:: Extracted data ::
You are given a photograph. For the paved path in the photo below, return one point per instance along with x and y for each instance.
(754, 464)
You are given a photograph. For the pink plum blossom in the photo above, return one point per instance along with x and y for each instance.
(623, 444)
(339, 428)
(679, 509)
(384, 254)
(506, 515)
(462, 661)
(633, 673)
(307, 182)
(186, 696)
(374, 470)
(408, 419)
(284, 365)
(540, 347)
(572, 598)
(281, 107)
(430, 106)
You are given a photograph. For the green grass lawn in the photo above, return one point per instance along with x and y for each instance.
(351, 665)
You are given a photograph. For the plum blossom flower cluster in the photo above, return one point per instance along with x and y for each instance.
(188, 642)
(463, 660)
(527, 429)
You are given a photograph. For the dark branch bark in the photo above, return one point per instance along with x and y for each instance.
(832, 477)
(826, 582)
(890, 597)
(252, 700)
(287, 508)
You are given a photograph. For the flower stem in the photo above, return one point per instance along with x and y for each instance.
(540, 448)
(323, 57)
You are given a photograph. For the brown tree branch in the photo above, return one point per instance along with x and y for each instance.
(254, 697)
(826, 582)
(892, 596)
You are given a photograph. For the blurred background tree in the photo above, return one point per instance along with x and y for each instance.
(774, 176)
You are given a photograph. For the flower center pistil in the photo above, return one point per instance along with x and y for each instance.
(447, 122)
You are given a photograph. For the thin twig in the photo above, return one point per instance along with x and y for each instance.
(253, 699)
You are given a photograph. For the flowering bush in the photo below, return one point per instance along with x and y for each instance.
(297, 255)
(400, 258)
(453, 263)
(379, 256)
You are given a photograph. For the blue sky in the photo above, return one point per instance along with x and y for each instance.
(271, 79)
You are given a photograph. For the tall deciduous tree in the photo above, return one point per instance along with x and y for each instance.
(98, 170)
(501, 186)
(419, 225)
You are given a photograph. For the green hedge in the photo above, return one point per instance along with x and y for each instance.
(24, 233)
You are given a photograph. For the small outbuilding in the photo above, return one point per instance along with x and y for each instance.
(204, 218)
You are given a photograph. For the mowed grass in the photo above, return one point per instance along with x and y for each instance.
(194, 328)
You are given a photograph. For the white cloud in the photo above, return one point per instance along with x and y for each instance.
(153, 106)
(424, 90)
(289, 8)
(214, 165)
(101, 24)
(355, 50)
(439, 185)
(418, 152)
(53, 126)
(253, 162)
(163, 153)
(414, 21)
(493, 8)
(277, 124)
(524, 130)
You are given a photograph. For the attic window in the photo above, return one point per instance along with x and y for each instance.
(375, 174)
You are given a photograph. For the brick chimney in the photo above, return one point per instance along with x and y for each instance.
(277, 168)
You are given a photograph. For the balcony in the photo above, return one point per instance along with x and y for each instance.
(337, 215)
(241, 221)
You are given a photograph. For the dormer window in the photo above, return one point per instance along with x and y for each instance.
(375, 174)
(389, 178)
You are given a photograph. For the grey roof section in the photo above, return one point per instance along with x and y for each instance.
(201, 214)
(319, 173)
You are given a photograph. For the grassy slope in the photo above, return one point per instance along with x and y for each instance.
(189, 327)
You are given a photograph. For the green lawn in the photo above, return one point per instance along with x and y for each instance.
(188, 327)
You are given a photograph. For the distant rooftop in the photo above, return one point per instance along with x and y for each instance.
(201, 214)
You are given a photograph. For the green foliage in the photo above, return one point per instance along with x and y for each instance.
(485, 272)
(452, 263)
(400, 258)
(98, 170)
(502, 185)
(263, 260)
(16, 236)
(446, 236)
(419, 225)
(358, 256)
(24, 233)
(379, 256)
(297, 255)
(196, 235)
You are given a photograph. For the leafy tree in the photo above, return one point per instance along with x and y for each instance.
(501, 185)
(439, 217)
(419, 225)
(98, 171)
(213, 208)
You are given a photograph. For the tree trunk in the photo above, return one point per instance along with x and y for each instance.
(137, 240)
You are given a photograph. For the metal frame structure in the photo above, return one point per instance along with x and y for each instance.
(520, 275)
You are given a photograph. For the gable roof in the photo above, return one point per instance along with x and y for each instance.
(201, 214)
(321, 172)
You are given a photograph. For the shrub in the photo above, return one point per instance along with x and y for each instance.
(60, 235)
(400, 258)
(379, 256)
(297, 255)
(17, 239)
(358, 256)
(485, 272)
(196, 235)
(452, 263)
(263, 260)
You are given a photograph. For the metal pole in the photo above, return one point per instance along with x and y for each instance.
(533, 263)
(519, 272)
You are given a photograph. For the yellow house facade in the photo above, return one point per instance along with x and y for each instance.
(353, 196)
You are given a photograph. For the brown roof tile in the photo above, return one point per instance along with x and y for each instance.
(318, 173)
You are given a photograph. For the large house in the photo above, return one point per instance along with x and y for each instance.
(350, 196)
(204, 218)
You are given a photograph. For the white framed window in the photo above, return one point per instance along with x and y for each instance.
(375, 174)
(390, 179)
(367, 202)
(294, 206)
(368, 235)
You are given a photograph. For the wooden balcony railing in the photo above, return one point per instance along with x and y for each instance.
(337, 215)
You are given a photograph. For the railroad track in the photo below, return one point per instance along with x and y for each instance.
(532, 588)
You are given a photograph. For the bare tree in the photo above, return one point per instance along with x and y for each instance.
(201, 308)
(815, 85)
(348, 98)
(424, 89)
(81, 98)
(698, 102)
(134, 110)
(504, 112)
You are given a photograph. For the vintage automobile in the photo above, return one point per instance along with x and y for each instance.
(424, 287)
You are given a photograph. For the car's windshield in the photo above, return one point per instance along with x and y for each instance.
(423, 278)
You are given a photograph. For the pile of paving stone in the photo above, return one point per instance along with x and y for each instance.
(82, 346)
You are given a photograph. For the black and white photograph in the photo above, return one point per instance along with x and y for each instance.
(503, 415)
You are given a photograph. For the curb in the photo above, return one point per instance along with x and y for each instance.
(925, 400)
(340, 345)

:: Task details ::
Each record above should be output again exactly.

:: Task output ::
You are given a photograph. For the paved path in the photo below, return one point per instance along with x and y for each instance.
(754, 464)
You are given a photograph. For the pink plum blossom in the photo above, return one point per instance along with x and y for each instance.
(623, 444)
(339, 428)
(679, 509)
(384, 254)
(506, 515)
(462, 661)
(633, 673)
(307, 182)
(186, 696)
(374, 470)
(408, 419)
(284, 365)
(540, 347)
(572, 598)
(281, 107)
(430, 106)
You are given a photograph. For the green grass lawn in the photo above, return one point per instance along with x and y for each instance.
(351, 665)
You are given a photograph. For the plum blossom flower cluster in the photo above, return one point per instance along with x and y for each instance.
(188, 642)
(463, 660)
(527, 429)
You are given a photograph. For the dark branch bark in the photo above, return one point per instance along with x and y for each instance.
(832, 477)
(826, 582)
(890, 597)
(252, 700)
(287, 508)
You are given a photograph. For the flower stem in the photo above, return one point per instance along with x and y for each instance.
(540, 448)
(323, 57)
You are given a photograph. For the brown tree branch in the photo above, return one point per instance along with x and y for each instance.
(254, 697)
(826, 582)
(892, 596)
You are given a photograph. For the blurred background tree in the photo above, return one point per instance along with x and y for each instance.
(774, 176)
You are given a photograph. For the flower center pistil in the photo above, return one point per instance along with x and y for each instance.
(447, 122)
You are given a photograph. For the thin twig in the photo above, return one point per instance along with x and y for each instance.
(253, 699)
You are given a photograph. For the flowering bush in the photo below, return one point per instance along with x and y for each instance.
(297, 255)
(400, 258)
(453, 263)
(379, 256)
You are given a photograph. For the blue sky in the photo above, return one point per instance along with x and y for each instance.
(271, 79)
You are given a photograph. For the tall deciduous tree in the photo above, return one point per instance along with x and y for each instance.
(98, 170)
(501, 186)
(419, 225)
You are given a photograph. For the green hedge in the photo above, return one point per instance along with x and y for each instance.
(24, 233)
You are given a photograph. For the small outbuilding in the photo above, return one point per instance along with x and y for each instance.
(204, 218)
You are given a photograph. For the mowed grass in the photo above, return one point per instance along with x and y for each instance.
(194, 328)
You are given a photograph. For the white cloud in the photo above, return one point per instance along with x and y for each instance.
(153, 106)
(424, 90)
(289, 8)
(214, 165)
(101, 24)
(355, 50)
(439, 185)
(418, 152)
(53, 126)
(253, 162)
(163, 153)
(414, 21)
(493, 8)
(277, 124)
(524, 130)
You are given a photograph. For the attic window in the photo above, return one point per instance along with x and y for each instance.
(375, 174)
You are given a photograph. For the brick chimney in the photo above, return one point per instance along with x and y for each instance.
(277, 168)
You are given a photograph. For the balcony in the photo above, return one point per instance along with x and y for each instance.
(337, 215)
(241, 221)
You are given a photograph. For the dormer window in the photo above, return one point per instance along with x and y for each instance.
(375, 174)
(389, 178)
You are given a photograph. For the grey roof section in the photo above, return one point per instance along with x and y for each instance.
(201, 214)
(319, 173)
You are given a photograph. For the grassy slope in the photo above, return one point per instance along with x and y for each instance.
(189, 327)
You are given a photograph. For the green lawn in the photo above, return one point per instance along with x and y for each instance.
(188, 327)
You are given a photograph. For the distant rooftop in the photo above, return one point per instance along with x and y for each instance.
(201, 214)
You are given a photograph. For the green foliage in the photo above, return one point per instance along with x and y for each instance.
(485, 272)
(452, 263)
(400, 258)
(98, 170)
(502, 185)
(263, 260)
(16, 236)
(446, 236)
(419, 225)
(358, 256)
(24, 233)
(379, 256)
(297, 255)
(196, 235)
You are given a photograph. For the leafy tree in the photo above, return one point per instance along with x and y for each instance.
(501, 185)
(439, 217)
(419, 225)
(98, 171)
(213, 208)
You are given a photograph. For the tree trunk in the photo above, return one point per instance along with x and y for each instance.
(137, 240)
You are given a photograph. For the metal frame structure in the photo above, return one point per instance along with x and y for each instance.
(520, 275)
You are given a photograph. For the gable roof in the photo above, return one point per instance along with x and y for each instance.
(201, 214)
(321, 172)
You are given a photograph. For the shrub in the photo above, return one point per instance along with x and y for each instance.
(60, 235)
(400, 258)
(379, 256)
(297, 255)
(17, 239)
(358, 256)
(485, 272)
(196, 235)
(452, 263)
(263, 260)
You are given a photograph. For the metal pole in the photo above, return one point per instance along with x and y for each instance.
(533, 263)
(519, 272)
You are given a photograph. For the yellow house facade in the photo above, return one point per instance along with x and y for each instance.
(353, 196)
You are given a photograph. For the brown roof tile in the photo above, return one point per instance along with x and y for each instance.
(318, 173)
You are given a photograph. For the large house in the photo above, return one point per instance along with x and y for each instance.
(350, 196)
(204, 218)
You are given a photograph. For the white framed window in the photo above, return one point per instance along with x and y for each instance.
(375, 174)
(390, 179)
(367, 202)
(294, 206)
(368, 235)
You are given a photograph. For the wooden balcony railing in the photo above, return one point per instance along with x and y for each instance.
(337, 215)
You are given a photograph. For the railroad track in the photo below, return one point per instance along with x and y for each instance.
(532, 588)
You are given a photograph. For the bare tree in the photo above, return one point per instance along with x and y for each instance.
(201, 308)
(815, 85)
(348, 98)
(424, 89)
(81, 98)
(698, 102)
(134, 110)
(504, 112)
You are given a photograph. For the vintage automobile in the photo above, return one point per instance along with x and y for each instance.
(424, 287)
You are given a photograph. For the car's windshield in the photo above, return one point per instance along with x and y for each instance.
(423, 278)
You are given a photograph. For the pile of paving stone in the photo above, return one point per instance along with x and y for each instance.
(82, 346)
You are given a photograph. For the black and white photograph in the photo above, return one point per instance along with x and y for each instance.
(503, 415)
You are given a photograph. For the curb in the photo above, return one point per instance along with x and y for each instance.
(925, 400)
(340, 345)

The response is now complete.